-------- Entries provided

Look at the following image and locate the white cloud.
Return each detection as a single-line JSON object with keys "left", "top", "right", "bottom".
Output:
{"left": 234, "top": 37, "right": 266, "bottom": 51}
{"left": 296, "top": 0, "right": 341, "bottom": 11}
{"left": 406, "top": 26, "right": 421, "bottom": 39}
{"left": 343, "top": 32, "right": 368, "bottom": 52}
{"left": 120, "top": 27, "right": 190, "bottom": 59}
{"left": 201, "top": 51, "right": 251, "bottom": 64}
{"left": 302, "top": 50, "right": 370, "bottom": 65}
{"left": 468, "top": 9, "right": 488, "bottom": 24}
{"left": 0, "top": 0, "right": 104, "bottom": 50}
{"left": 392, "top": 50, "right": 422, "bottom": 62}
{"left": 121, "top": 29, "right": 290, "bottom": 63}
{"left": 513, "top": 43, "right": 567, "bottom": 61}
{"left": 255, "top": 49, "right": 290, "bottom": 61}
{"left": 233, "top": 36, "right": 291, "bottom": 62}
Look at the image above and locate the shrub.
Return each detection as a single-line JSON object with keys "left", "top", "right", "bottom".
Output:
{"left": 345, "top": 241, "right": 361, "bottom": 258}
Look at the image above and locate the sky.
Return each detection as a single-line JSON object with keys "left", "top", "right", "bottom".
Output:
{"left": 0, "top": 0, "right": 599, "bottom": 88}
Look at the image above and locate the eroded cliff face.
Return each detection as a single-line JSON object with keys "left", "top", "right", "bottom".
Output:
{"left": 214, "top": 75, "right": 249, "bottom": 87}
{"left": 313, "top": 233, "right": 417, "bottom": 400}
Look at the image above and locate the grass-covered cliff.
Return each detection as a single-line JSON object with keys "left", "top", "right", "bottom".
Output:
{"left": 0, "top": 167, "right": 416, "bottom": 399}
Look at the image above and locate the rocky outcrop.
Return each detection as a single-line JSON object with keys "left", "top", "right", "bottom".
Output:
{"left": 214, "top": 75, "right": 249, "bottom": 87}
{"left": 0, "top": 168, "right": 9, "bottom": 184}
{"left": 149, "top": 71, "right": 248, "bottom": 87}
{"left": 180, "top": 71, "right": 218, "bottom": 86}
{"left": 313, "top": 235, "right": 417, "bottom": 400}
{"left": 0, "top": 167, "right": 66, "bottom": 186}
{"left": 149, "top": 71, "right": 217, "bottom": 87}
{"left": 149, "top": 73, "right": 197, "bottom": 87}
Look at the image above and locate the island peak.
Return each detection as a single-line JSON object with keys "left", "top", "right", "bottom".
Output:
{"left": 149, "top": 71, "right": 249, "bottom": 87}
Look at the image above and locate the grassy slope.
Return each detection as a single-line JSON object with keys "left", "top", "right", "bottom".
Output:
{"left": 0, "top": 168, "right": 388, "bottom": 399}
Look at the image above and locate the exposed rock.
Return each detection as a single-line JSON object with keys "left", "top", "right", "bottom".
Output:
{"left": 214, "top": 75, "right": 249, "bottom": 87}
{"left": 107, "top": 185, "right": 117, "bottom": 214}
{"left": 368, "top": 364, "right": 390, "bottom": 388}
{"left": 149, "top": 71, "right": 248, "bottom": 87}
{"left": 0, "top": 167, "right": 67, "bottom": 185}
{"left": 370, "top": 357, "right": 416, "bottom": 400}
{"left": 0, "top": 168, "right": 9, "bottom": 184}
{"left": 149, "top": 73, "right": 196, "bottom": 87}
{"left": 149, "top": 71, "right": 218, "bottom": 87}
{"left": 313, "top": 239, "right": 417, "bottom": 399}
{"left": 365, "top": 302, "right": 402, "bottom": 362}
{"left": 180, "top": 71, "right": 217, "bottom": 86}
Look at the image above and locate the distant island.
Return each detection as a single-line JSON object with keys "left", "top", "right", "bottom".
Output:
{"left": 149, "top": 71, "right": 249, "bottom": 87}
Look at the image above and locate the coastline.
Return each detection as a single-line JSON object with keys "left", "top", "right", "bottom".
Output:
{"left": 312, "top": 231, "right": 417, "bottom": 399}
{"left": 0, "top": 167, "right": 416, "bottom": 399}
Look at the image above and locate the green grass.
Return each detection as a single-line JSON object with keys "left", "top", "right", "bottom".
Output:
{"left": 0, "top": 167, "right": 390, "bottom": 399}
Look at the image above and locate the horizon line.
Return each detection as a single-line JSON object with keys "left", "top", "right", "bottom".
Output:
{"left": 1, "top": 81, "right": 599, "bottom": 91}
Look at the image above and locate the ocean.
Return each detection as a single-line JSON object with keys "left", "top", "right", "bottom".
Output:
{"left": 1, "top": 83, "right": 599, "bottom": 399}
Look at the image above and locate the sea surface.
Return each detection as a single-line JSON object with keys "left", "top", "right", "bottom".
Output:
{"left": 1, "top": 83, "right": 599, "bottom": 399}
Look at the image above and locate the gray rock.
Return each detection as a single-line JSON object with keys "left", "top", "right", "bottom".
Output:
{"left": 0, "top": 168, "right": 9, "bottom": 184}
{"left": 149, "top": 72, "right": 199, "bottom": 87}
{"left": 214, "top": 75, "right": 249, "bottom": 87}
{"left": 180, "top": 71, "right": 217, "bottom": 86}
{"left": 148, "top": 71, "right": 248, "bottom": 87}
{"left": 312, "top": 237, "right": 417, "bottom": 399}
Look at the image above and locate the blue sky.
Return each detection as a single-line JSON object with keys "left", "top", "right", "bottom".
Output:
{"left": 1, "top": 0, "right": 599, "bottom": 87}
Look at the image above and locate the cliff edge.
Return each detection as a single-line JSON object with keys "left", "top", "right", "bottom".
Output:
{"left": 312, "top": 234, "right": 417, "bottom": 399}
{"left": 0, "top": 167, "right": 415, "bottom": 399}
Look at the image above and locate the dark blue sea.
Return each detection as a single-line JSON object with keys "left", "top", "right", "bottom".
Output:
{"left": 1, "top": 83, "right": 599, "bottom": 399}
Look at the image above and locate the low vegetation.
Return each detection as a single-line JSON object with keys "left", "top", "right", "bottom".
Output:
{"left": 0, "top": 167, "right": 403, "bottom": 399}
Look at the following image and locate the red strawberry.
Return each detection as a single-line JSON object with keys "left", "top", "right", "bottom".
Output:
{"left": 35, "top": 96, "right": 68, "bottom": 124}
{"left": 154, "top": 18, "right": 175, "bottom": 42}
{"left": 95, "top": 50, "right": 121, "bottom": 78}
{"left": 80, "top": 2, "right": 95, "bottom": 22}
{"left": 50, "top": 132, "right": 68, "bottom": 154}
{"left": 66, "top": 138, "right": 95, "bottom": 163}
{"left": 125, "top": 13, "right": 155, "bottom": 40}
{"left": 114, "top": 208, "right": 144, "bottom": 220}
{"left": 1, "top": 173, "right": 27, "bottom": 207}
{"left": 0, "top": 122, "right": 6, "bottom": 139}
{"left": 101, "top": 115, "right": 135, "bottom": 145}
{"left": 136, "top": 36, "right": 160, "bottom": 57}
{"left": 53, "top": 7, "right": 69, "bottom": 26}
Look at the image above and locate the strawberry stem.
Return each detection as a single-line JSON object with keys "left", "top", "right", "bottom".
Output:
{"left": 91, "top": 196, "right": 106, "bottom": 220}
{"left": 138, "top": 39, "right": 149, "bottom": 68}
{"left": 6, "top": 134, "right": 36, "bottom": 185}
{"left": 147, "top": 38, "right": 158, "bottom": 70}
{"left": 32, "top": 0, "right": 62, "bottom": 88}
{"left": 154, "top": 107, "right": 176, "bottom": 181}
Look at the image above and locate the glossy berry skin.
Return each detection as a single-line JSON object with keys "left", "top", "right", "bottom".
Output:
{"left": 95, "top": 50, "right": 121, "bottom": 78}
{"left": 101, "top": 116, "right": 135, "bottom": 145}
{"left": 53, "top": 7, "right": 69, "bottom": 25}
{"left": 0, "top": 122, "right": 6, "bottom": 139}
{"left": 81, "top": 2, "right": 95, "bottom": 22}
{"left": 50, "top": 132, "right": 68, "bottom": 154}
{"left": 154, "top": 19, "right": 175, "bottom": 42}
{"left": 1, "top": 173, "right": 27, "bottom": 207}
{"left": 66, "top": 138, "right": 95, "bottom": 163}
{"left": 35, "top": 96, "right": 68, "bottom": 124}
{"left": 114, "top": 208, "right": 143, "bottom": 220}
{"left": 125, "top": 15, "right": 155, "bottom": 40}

----------------

Reproduce the entries above exactly, starting at their first line and finishing with the line that contains "Look at the image above and locate the eroded".

Look at the following image and locate the white cloud.
Return each detection as a single-line JSON object with keys "left", "top", "right", "bottom".
Output:
{"left": 234, "top": 37, "right": 266, "bottom": 51}
{"left": 296, "top": 0, "right": 341, "bottom": 11}
{"left": 406, "top": 26, "right": 421, "bottom": 39}
{"left": 343, "top": 32, "right": 368, "bottom": 52}
{"left": 120, "top": 27, "right": 190, "bottom": 59}
{"left": 201, "top": 51, "right": 251, "bottom": 64}
{"left": 302, "top": 50, "right": 370, "bottom": 65}
{"left": 468, "top": 9, "right": 488, "bottom": 24}
{"left": 0, "top": 0, "right": 104, "bottom": 50}
{"left": 392, "top": 50, "right": 422, "bottom": 62}
{"left": 121, "top": 29, "right": 290, "bottom": 63}
{"left": 513, "top": 43, "right": 567, "bottom": 61}
{"left": 255, "top": 49, "right": 290, "bottom": 61}
{"left": 233, "top": 36, "right": 291, "bottom": 62}
Look at the image above and locate the shrub.
Return each detection as a single-line JSON object with keys "left", "top", "right", "bottom".
Output:
{"left": 345, "top": 241, "right": 361, "bottom": 258}
Look at the image above and locate the sky.
Return each detection as a single-line JSON object with keys "left", "top", "right", "bottom".
Output:
{"left": 0, "top": 0, "right": 599, "bottom": 88}
Look at the image above and locate the eroded cliff face.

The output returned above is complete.